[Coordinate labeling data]
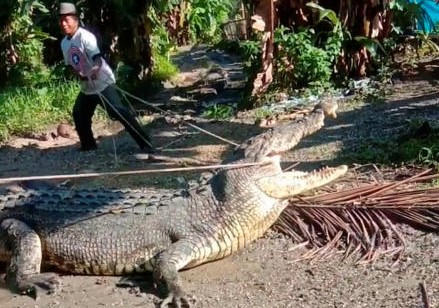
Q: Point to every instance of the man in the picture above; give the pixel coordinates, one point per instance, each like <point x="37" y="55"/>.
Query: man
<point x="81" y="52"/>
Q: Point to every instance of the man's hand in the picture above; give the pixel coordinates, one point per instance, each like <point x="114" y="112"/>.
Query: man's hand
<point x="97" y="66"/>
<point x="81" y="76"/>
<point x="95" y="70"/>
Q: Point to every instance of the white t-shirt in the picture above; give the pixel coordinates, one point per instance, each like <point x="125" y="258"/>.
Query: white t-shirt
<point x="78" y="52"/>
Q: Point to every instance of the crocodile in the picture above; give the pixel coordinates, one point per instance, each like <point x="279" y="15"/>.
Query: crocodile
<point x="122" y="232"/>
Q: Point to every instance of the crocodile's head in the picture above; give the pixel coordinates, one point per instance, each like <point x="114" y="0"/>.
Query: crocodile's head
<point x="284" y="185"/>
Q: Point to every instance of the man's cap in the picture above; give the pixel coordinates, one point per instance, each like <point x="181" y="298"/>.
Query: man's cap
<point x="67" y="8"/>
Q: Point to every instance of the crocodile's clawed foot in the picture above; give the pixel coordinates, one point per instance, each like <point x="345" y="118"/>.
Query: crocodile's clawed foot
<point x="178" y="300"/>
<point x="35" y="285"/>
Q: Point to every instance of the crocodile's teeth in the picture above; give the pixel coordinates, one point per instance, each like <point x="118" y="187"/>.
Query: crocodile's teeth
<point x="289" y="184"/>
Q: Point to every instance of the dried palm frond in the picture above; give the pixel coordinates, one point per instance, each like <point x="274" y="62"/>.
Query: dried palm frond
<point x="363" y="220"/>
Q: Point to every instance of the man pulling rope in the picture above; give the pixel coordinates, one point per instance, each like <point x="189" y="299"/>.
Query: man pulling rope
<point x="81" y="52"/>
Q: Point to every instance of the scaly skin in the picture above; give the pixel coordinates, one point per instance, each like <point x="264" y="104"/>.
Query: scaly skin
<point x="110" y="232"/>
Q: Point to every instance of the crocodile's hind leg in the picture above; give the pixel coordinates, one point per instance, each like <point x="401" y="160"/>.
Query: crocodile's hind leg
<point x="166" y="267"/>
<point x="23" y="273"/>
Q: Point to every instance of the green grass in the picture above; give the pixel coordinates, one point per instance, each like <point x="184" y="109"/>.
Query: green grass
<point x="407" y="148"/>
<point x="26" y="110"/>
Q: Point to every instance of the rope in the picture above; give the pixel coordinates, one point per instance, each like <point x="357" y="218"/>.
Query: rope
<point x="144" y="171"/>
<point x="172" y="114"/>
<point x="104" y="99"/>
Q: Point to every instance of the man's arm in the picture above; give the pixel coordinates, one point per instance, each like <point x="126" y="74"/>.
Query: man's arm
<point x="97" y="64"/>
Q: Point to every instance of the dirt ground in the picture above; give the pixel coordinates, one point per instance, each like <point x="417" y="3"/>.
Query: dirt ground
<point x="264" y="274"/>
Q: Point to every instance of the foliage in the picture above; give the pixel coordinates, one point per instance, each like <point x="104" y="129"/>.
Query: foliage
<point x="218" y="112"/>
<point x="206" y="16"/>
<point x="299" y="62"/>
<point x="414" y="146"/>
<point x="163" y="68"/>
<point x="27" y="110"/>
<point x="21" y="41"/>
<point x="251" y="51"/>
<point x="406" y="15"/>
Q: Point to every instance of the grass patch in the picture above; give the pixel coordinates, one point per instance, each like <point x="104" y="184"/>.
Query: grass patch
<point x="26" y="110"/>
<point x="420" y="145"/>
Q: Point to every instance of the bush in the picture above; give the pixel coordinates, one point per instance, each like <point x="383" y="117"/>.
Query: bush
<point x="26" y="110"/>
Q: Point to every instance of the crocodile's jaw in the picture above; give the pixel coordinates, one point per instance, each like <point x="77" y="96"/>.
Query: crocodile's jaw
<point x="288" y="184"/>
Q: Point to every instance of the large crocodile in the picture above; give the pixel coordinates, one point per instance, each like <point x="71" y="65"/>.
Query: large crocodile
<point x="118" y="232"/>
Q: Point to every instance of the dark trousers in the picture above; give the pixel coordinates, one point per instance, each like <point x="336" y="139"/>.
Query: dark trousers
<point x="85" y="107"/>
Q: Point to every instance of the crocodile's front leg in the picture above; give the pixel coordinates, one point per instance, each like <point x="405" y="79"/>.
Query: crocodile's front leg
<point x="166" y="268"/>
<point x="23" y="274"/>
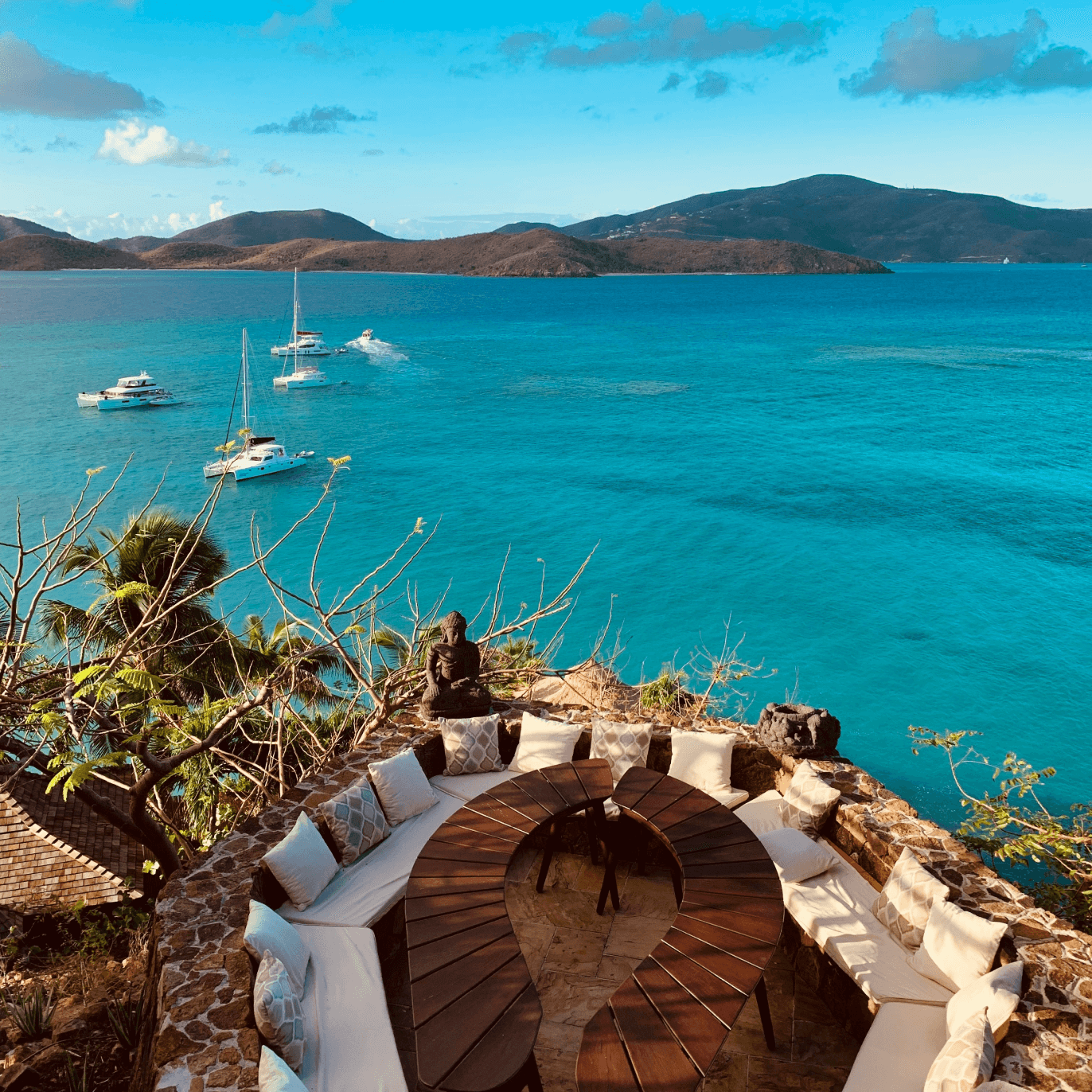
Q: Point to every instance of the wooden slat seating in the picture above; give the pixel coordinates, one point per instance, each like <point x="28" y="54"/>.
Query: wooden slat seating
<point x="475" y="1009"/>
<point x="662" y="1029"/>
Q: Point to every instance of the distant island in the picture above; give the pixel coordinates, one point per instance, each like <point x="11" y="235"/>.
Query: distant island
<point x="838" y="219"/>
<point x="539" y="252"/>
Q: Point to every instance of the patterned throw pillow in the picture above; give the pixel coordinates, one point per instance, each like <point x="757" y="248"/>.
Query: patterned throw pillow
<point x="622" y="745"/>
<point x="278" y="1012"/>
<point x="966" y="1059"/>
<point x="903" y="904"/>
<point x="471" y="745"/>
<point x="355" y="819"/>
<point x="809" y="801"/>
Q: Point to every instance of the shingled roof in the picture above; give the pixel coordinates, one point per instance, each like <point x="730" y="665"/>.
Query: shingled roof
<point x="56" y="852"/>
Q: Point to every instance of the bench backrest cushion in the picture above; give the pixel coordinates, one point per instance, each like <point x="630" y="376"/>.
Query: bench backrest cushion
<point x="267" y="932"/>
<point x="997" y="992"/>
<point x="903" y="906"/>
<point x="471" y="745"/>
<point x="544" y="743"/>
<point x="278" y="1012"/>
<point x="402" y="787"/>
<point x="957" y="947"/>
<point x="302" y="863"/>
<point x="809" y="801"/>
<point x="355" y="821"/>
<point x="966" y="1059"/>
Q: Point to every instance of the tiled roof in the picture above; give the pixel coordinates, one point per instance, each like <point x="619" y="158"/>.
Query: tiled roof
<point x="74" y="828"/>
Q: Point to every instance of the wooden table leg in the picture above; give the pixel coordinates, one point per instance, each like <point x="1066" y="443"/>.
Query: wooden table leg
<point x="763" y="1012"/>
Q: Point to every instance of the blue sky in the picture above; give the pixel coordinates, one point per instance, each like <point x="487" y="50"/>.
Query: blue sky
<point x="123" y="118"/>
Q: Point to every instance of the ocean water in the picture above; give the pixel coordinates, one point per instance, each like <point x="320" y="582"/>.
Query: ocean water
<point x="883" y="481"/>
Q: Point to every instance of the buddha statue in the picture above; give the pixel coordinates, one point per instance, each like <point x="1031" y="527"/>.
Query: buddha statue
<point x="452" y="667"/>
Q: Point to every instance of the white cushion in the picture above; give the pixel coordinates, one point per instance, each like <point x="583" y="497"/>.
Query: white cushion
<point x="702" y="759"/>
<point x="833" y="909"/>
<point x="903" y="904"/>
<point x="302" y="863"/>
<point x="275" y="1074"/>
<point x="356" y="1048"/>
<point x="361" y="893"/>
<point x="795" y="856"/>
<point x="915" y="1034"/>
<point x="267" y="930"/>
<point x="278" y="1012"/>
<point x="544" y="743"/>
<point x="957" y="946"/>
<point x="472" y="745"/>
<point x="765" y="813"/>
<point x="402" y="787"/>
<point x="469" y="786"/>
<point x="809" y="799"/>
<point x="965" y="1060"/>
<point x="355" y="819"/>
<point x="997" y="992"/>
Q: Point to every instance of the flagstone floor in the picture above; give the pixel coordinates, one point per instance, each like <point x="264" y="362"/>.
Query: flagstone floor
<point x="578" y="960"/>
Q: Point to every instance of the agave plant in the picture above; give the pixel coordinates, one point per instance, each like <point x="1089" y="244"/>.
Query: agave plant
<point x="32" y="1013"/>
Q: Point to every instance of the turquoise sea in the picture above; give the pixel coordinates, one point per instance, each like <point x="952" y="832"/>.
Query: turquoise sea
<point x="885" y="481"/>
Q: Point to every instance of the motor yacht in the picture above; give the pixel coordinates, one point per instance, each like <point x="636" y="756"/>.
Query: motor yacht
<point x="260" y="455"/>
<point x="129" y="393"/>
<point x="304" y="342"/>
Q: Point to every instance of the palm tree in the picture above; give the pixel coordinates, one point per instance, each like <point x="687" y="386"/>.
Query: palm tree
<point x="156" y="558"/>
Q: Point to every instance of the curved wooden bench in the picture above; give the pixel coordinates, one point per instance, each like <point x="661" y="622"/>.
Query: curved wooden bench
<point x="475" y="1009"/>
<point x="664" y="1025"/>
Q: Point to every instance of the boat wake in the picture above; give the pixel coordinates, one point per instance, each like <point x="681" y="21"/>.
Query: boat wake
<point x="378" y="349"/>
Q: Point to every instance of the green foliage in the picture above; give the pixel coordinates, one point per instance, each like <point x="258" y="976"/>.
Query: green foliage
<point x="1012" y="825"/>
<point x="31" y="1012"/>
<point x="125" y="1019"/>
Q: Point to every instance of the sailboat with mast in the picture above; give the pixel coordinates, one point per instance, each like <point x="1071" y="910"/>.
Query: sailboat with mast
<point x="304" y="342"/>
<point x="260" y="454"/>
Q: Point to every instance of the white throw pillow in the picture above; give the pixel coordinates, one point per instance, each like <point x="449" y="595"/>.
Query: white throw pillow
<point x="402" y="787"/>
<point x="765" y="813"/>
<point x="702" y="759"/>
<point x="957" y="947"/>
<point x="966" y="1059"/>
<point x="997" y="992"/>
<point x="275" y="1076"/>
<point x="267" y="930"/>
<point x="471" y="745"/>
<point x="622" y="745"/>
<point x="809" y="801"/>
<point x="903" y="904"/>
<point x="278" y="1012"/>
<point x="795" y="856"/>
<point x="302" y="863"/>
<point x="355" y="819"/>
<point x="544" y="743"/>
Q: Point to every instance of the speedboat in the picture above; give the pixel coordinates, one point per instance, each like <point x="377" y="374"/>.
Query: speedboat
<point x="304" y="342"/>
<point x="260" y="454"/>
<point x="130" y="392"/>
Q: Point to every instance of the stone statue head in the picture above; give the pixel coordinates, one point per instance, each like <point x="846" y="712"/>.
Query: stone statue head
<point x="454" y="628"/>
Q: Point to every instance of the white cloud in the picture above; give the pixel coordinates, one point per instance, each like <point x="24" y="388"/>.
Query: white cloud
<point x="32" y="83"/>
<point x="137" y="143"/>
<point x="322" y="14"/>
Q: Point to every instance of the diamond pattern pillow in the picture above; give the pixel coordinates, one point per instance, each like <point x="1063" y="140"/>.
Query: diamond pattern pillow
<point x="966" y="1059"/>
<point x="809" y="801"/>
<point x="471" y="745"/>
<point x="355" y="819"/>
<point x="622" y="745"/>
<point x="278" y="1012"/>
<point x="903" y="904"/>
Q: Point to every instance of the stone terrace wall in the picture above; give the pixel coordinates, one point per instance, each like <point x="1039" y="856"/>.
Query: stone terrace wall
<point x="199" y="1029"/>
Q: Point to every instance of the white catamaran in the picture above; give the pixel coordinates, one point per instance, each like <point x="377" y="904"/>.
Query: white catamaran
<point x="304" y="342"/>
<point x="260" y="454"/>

*YOUR TASK*: Take the line that contains "Q: Point to every instance of the stone terrace" and each line after it down to the last of the records, and retype them exactly; add nothing else.

*SOLUTION TO THIS TASK*:
Q: Point to every instance of the stone terrace wall in the picture above; give the pixel coordinates, one point per instance, each like <point x="1039" y="856"/>.
Query: stone terrace wall
<point x="199" y="1029"/>
Q: Point to every instance of the white catamaran in the picture above; give the pixel coordinates, one point per instance, each like <point x="377" y="904"/>.
Query: white catamaran
<point x="304" y="342"/>
<point x="260" y="454"/>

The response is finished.